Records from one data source
- - - -

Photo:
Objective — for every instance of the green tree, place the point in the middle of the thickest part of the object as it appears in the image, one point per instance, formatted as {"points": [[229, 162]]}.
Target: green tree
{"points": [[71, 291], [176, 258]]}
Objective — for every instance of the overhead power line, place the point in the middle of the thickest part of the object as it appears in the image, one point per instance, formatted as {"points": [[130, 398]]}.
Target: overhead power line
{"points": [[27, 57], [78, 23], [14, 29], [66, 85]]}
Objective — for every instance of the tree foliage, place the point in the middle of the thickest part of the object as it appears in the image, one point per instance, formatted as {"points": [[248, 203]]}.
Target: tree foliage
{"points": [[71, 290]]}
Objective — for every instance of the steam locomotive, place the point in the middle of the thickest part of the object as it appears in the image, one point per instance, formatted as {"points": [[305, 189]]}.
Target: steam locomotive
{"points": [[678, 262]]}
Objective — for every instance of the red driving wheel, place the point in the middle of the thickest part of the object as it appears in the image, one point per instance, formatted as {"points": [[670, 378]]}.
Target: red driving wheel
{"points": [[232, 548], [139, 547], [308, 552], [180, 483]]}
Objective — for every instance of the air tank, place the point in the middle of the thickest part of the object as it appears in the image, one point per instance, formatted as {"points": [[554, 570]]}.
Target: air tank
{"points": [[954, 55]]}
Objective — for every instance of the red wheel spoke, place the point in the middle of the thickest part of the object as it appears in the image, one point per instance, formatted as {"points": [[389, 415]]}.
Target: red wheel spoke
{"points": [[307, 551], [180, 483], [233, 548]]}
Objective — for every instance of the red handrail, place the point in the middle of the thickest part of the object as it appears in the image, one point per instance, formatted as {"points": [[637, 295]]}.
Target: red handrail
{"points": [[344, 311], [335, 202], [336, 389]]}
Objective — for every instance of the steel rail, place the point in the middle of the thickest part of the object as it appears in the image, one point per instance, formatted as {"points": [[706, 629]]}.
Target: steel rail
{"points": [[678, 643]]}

- - - -

• **Brief**
Arrange all of the lines above as a Markdown table with the columns Row and Line, numbering each row and leaving out any blank lines.

• **Exercise result**
| Row | Line |
|---|---|
| 1 | Photo: |
| 2 | Objective — for every instance of the green tree, place the point in the middle of the thickest part of the object as it appears in the image, one point per instance, formatted as {"points": [[229, 162]]}. |
| 3 | Target: green tree |
| 4 | {"points": [[71, 291], [176, 258]]} |
| 5 | Objective — for every instance of the overhead power line, place the point in the middle of the thickest part of the object as it appears in the image, one point per instance, formatted as {"points": [[130, 398]]}. |
| 6 | Target: overhead power line |
| 7 | {"points": [[27, 57], [78, 23], [14, 29], [66, 85]]} |
| 8 | Objective — for every instance of the tree foliage, place the point in the middle of the thickest part of the object as it appears in the image, one point per instance, formatted as {"points": [[248, 203]]}. |
| 9 | Target: tree foliage |
| 10 | {"points": [[71, 290]]} |
| 11 | Objective — for every instance of the steam locomotive, place the point in the middle of the thickest part of the object as it appears in the image, one point per instance, formatted as {"points": [[305, 189]]}. |
| 12 | Target: steam locomotive |
| 13 | {"points": [[678, 262]]} |
| 14 | Objective — for every instance of the red driving wheel, place the point in the middle of the thickest part of the object as it appears in the image, one point per instance, formatted as {"points": [[670, 378]]}. |
| 15 | Target: red driving wheel |
| 16 | {"points": [[232, 548], [139, 547], [308, 552], [180, 483]]} |
| 17 | Objective — for every instance of the air tank, place the point in the middle of the thickest part of the object as it appears in the image, one point per instance, formatted as {"points": [[554, 570]]}. |
| 18 | Target: air tank |
| 19 | {"points": [[954, 55]]} |
| 20 | Objective — for every instance of the red wheel spoke, place the point in the middle of the thickest part of the object as it appears in the image, one point per instance, formatted as {"points": [[389, 415]]}. |
| 21 | Target: red wheel spoke |
| 22 | {"points": [[307, 551], [180, 483], [233, 548]]} |
| 23 | Objective — for every instance of the red handrail, place the point in the middle of the thickest part of the object as it appears in the image, one point per instance, formatted as {"points": [[637, 295]]}. |
| 24 | Target: red handrail |
| 25 | {"points": [[344, 311], [335, 202], [336, 389]]} |
| 26 | Objective — for every instance of the steel rail, place the point in the middle of the thickest part of the object as it appears in the image, one point per instance, formatted as {"points": [[706, 629]]}. |
| 27 | Target: steel rail |
| 28 | {"points": [[678, 643]]} |